| Records shown |

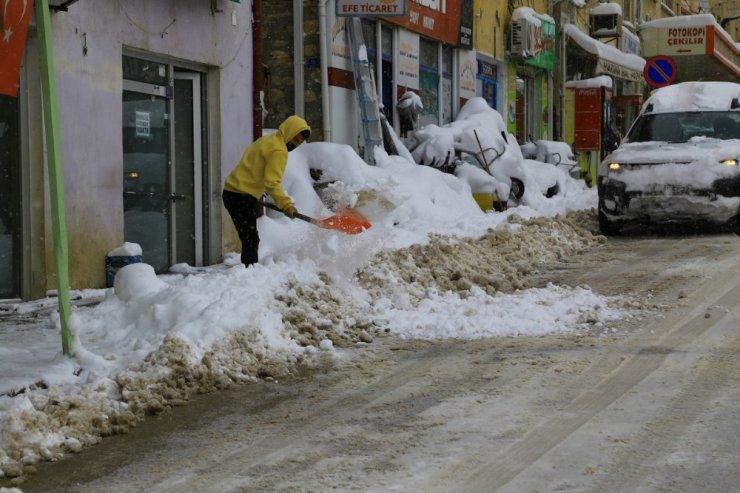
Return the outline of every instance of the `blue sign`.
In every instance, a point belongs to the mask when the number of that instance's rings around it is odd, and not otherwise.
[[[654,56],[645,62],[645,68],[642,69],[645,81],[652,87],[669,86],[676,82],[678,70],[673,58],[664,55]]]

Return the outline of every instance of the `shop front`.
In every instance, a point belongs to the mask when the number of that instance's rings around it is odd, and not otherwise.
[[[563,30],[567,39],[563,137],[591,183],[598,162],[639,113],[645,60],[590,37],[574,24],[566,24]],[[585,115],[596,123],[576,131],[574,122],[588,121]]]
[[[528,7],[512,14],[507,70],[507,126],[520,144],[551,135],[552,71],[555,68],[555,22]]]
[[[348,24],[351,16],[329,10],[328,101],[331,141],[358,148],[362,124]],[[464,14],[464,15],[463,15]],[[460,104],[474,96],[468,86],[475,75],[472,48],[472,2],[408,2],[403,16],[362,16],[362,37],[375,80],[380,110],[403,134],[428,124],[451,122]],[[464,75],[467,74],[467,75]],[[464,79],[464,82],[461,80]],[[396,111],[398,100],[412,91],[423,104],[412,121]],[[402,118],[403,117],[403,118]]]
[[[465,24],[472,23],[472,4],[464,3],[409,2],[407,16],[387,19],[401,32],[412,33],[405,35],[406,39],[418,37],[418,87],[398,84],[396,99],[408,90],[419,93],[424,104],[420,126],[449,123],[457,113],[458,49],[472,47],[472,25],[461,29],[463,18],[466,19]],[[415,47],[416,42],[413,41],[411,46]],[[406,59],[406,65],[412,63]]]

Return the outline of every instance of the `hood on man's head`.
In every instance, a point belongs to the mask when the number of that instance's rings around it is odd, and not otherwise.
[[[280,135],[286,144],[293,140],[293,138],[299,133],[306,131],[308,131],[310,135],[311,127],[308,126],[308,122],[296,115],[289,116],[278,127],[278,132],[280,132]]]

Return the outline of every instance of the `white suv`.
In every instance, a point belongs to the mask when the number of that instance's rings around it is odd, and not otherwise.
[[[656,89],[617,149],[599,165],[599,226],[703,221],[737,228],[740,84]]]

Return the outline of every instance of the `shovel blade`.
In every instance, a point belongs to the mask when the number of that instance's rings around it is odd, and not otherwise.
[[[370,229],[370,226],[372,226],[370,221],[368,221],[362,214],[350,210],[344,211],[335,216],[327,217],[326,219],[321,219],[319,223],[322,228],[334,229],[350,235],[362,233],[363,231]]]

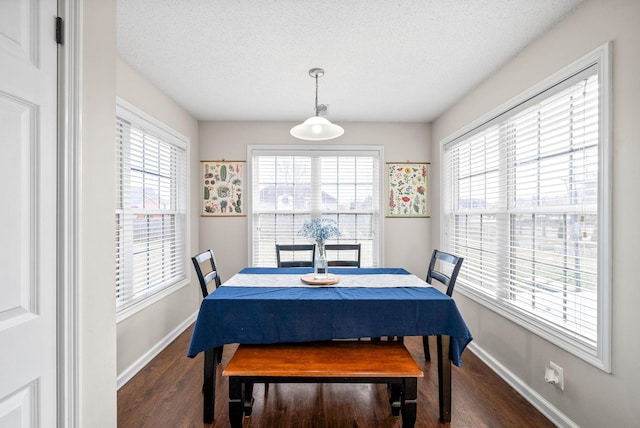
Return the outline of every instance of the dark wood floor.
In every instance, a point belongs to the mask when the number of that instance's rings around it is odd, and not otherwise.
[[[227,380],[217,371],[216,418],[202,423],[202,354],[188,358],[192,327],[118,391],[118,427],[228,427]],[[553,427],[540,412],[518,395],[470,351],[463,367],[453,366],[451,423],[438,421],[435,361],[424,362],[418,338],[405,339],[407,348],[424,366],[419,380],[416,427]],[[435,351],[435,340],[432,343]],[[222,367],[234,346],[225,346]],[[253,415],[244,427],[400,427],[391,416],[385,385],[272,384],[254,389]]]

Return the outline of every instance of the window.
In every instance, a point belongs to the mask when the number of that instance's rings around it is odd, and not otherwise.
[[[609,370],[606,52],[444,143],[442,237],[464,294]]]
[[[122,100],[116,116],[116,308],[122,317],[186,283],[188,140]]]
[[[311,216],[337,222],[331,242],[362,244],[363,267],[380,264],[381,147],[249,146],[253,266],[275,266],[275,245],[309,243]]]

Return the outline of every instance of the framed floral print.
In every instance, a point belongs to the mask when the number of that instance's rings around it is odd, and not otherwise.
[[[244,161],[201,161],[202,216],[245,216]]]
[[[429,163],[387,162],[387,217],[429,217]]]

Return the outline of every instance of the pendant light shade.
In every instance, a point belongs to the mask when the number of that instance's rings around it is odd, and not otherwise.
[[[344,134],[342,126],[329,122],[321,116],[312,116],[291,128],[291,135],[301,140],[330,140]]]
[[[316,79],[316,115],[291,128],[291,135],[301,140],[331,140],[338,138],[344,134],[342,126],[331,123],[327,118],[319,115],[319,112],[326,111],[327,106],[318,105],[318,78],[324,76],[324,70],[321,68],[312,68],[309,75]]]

| Work instruction |
Would you please transcribe the listing in full, exactly, while omitting the images?

| Exercise response |
Return the outline of every instance of the `blue sign`.
In every instance, a point belongs to the mask when the number of that instance's rings around it is odd, and not otherwise.
[[[654,56],[645,62],[645,68],[642,69],[645,81],[652,87],[669,86],[676,82],[678,70],[673,58],[664,55]]]

Return the outline of every instance of the `shop front`.
In every instance, a point belongs to the mask when the number of that instance's rings around it is odd, and not otherwise.
[[[563,30],[567,39],[563,137],[591,183],[598,162],[639,113],[645,60],[590,37],[574,24],[566,24]],[[585,115],[596,123],[576,131],[574,122],[588,121]]]
[[[528,7],[512,14],[507,70],[507,126],[520,144],[551,135],[552,71],[555,68],[555,22]]]
[[[348,24],[351,16],[329,10],[328,101],[331,141],[358,148],[362,124]],[[464,14],[464,15],[463,15]],[[460,104],[474,96],[468,86],[475,75],[472,48],[472,2],[408,2],[403,16],[362,16],[362,37],[375,80],[380,110],[403,134],[428,124],[451,122]],[[464,75],[467,74],[467,75]],[[464,79],[464,82],[461,80]],[[396,111],[398,100],[412,91],[423,104],[412,121]],[[402,118],[403,117],[403,118]]]
[[[465,24],[472,23],[472,4],[464,3],[409,2],[407,16],[387,19],[401,32],[412,33],[405,35],[406,39],[418,37],[418,87],[398,84],[396,99],[408,90],[419,93],[424,104],[420,126],[449,123],[457,113],[458,49],[472,47],[472,25],[461,29],[463,18],[466,19]],[[415,47],[416,42],[413,41],[411,46]],[[406,59],[406,65],[412,63]]]

Return the outline of every instance of the `hood on man's head`.
In every instance, a point belongs to the mask when the number of that instance's rings around it is odd, and not otherwise.
[[[280,135],[286,144],[293,140],[293,138],[299,133],[306,131],[308,131],[310,135],[311,127],[308,126],[308,122],[296,115],[289,116],[278,127],[278,132],[280,132]]]

Return the outline of every instance of the `white suv`.
In every instance, a point belongs to the mask when the number of that instance's rings around it is odd, and not otherwise.
[[[656,89],[617,149],[599,165],[599,226],[703,221],[737,228],[740,84]]]

Return the outline of every instance of the `shovel blade`.
In every instance, a point belongs to the mask when the number of that instance's rings around it is odd, and not otherwise.
[[[370,229],[370,226],[372,226],[370,221],[368,221],[362,214],[350,210],[344,211],[335,216],[327,217],[326,219],[321,219],[319,223],[322,228],[334,229],[350,235],[362,233],[363,231]]]

Return the outline of every instance of the dark wood floor.
In every instance, a point belongs to the mask when the number of that instance's rings around it is odd, and not otherwise.
[[[227,380],[217,371],[216,418],[202,423],[202,354],[188,358],[192,327],[118,391],[118,427],[228,427]],[[553,427],[540,412],[518,395],[470,351],[463,367],[453,366],[451,423],[438,421],[435,361],[424,362],[418,338],[405,339],[407,348],[424,366],[419,380],[416,427]],[[435,351],[435,340],[432,343]],[[222,367],[234,346],[225,346]],[[253,415],[244,427],[400,427],[391,416],[385,385],[272,384],[254,389]]]

Return the outline of every instance of the window.
In every instance, a point belongs to the mask when the number of that instance's rings around it is odd, and not otherwise.
[[[609,370],[606,52],[444,143],[442,237],[464,294]]]
[[[122,100],[116,116],[116,308],[122,317],[186,283],[188,140]]]
[[[311,216],[337,222],[331,242],[362,244],[363,267],[380,264],[381,147],[249,146],[253,266],[275,266],[275,245],[309,243]]]

Return the outline of every instance of the framed floral print.
In every instance, a point belongs to the mask when the number of that instance's rings around it is odd, and not otherwise.
[[[244,161],[201,161],[202,216],[245,216]]]
[[[429,163],[387,162],[387,217],[429,217]]]

Return the outline of every instance of the pendant light shade.
In every instance, a point belongs to the mask when the number of that instance's rings around it is odd, and not otherwise.
[[[344,134],[342,126],[329,122],[321,116],[312,116],[291,128],[291,135],[301,140],[330,140]]]
[[[316,79],[316,115],[291,128],[291,135],[301,140],[331,140],[338,138],[344,134],[342,126],[331,123],[327,118],[319,115],[319,112],[326,111],[327,106],[318,105],[318,78],[324,76],[324,70],[321,68],[312,68],[309,75]]]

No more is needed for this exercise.